- The task -
Copy the items below from their first line through the line containing "left=622, top=198, right=656, bottom=218", inclusive, and leave the pictures out.

- Dataset entries -
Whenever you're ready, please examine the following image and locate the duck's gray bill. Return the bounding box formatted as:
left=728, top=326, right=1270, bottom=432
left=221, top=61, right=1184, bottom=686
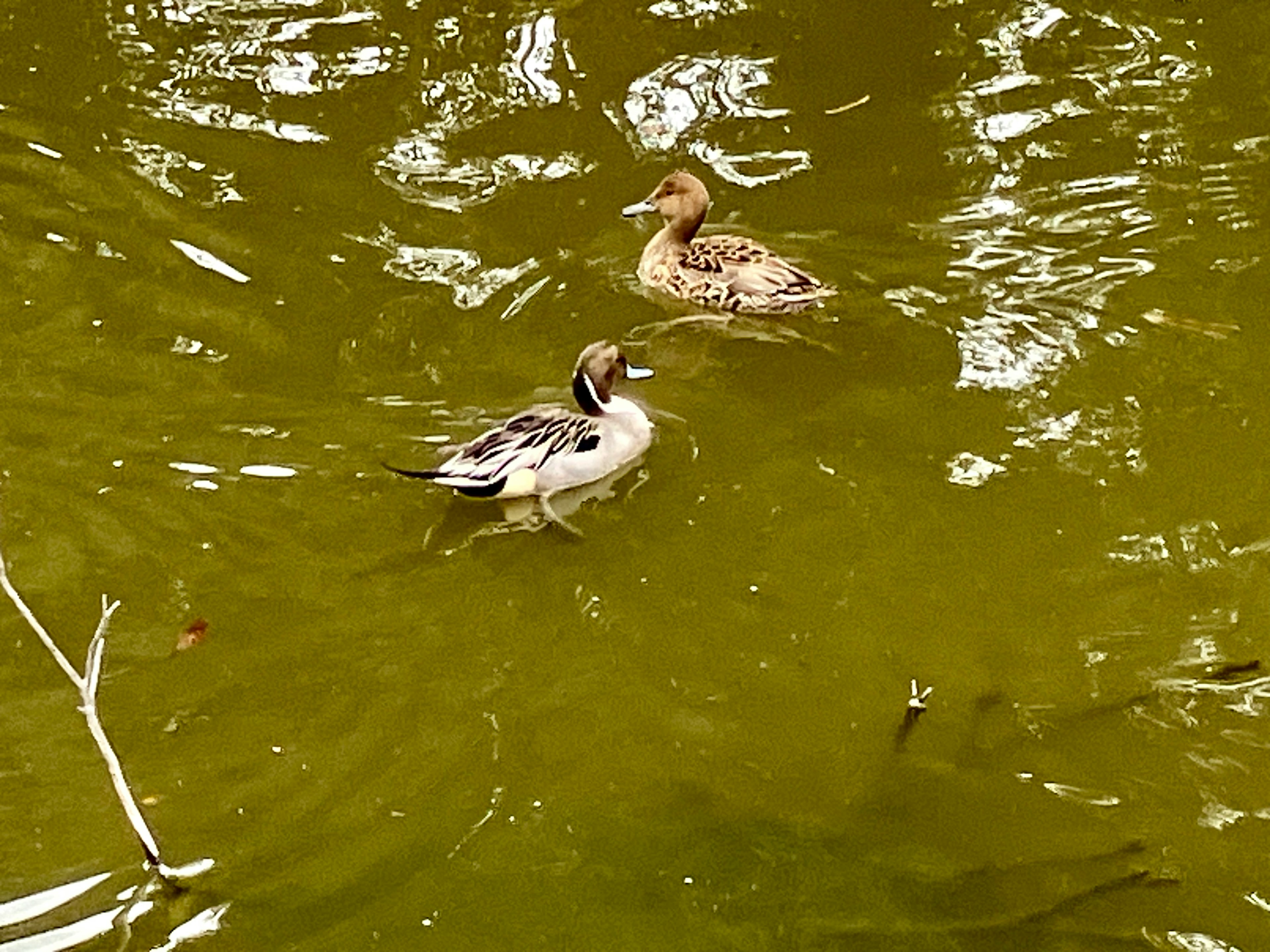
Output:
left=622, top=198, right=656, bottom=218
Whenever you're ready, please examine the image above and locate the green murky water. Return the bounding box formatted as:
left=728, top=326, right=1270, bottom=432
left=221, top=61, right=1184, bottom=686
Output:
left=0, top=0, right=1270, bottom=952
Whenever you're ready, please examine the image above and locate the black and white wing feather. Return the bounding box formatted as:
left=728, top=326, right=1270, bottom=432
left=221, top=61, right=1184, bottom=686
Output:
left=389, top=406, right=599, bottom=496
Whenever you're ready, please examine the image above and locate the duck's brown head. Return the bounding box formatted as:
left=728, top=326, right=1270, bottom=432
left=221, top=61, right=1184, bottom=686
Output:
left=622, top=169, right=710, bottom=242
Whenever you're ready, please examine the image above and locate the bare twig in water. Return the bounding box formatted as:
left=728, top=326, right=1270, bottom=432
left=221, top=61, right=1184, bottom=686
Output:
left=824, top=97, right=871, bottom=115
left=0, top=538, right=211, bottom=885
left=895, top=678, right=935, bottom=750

- Written answer -
Whenever you're ready, please examine the following image and locate the duck's gray bill. Return the bounding box formatted as:
left=728, top=326, right=1270, bottom=432
left=221, top=61, right=1184, bottom=686
Output:
left=622, top=198, right=656, bottom=218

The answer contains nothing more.